Exercise aim
Copy the rows below verbatim, starting at the line with "I would appreciate your help locating the horse's knee" and ending at, and including, the line with "(1093, 492)".

** start of Supplied material **

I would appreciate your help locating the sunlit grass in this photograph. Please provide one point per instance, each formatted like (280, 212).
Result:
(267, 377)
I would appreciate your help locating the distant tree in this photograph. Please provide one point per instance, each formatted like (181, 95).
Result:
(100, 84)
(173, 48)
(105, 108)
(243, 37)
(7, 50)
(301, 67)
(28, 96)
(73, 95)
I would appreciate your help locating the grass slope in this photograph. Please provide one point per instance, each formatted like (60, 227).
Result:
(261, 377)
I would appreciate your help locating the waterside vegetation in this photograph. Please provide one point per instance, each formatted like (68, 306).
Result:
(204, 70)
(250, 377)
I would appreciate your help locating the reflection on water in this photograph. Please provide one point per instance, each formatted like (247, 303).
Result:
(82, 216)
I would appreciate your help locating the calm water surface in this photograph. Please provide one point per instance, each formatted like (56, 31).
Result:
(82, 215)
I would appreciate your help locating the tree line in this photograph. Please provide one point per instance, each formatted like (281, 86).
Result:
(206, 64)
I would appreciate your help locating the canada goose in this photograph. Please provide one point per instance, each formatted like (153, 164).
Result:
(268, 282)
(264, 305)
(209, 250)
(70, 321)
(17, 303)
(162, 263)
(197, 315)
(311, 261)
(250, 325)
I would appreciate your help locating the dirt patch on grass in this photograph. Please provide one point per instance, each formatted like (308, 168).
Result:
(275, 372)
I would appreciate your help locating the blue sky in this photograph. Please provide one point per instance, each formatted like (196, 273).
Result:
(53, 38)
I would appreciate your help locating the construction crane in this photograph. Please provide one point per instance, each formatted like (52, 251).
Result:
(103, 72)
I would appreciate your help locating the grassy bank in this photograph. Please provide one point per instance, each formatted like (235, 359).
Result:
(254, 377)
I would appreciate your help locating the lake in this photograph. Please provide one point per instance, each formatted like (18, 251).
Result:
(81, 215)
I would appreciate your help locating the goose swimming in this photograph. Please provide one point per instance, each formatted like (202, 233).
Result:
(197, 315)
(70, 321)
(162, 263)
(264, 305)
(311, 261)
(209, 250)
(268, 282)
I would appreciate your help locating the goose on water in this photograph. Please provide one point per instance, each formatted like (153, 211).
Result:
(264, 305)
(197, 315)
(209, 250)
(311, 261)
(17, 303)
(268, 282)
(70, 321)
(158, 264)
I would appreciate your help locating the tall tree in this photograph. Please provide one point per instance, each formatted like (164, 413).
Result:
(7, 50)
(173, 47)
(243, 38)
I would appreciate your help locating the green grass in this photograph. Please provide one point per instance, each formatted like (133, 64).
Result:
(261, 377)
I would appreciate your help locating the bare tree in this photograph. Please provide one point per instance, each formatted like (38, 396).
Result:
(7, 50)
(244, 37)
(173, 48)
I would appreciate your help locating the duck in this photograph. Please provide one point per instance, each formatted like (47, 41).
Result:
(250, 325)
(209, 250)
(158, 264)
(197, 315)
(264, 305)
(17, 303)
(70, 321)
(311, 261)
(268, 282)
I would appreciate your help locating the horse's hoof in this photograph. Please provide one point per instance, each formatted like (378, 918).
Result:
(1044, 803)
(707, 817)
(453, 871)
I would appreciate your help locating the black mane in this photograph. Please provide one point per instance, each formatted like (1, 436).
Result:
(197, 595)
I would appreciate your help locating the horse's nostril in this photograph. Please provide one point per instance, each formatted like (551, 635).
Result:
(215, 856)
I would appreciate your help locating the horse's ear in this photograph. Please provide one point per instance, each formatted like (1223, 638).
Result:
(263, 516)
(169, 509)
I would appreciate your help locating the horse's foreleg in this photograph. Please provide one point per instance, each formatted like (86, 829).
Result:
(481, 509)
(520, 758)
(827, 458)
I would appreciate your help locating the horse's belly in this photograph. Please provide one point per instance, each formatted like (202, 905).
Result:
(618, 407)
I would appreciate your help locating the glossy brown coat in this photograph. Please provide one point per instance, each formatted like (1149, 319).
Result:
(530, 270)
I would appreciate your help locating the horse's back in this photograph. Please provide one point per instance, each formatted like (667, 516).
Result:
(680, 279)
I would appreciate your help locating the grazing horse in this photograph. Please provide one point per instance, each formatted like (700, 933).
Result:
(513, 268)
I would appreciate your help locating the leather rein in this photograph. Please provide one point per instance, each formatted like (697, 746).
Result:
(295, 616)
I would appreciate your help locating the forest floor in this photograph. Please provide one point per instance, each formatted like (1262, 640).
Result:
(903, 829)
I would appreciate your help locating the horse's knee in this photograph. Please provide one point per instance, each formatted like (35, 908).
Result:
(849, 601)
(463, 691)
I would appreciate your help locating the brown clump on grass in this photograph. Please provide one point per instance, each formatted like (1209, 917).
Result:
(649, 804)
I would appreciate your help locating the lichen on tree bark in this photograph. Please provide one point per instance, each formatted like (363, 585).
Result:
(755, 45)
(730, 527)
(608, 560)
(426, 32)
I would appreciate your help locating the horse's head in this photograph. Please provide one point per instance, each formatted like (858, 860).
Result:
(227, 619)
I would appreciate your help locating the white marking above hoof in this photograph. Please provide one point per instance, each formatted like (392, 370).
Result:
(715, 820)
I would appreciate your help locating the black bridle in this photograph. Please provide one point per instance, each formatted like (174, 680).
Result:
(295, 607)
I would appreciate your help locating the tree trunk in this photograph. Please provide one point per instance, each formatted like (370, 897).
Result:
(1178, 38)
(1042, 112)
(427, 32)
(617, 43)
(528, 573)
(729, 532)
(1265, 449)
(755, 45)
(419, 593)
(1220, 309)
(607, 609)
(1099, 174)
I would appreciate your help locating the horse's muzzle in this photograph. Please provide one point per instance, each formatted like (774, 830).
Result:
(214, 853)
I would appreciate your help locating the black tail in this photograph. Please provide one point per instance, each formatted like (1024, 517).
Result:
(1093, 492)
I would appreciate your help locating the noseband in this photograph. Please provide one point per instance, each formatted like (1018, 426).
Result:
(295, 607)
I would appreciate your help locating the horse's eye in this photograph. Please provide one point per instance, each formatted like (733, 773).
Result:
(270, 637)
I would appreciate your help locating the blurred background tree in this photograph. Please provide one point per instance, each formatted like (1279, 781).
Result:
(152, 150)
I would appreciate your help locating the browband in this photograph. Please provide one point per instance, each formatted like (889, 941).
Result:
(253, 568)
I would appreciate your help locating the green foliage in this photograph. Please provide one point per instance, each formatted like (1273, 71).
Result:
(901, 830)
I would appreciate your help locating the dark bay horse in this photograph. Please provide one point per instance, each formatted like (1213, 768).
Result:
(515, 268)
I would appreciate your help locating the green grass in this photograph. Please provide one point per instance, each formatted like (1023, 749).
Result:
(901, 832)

** end of Supplied material **

Result below
I would appreciate your help locating the horse's knee in this photograph. Please provide one point per instance, each formatted like (35, 908).
Result:
(849, 601)
(463, 691)
I would appreciate your help locating the brown clump on grass in this photograph. Please provide one point per instance, each formatted like (1209, 917).
Result:
(649, 804)
I would appreciate your help locating the lichen on tree bark in this photograph. Please provide one point per instance, each formatted like (363, 585).
Result:
(755, 45)
(730, 527)
(608, 560)
(426, 32)
I would appreciate your help locating the horse's head in this photograph. Please provide one point per instance, each formatted like (858, 860).
Result:
(227, 619)
I would appreciate your help locating the white marking above hoof in this photograph. Please provide one point per instance, each formatted like (392, 370).
Result:
(715, 820)
I would appreciate your help locating the black bridle in this photograph. Please provide one point per instance, each formatted like (174, 680).
Result:
(295, 607)
I would appreciate your help locating the tree trunk in this photograph. Please provide one point per instance, each formatted like (370, 897).
Result:
(1178, 38)
(1042, 112)
(427, 32)
(617, 43)
(528, 573)
(729, 532)
(1265, 449)
(755, 45)
(419, 593)
(1220, 309)
(607, 609)
(1099, 174)
I would appreciate your help locating the horse's muzzle in this photograph. Please provide one point per instance, each formatted like (774, 830).
Result:
(214, 853)
I would appreciate your help locating the black tail in this photograph. Please provide one point per instance, each formatted like (1024, 517).
Result:
(1093, 492)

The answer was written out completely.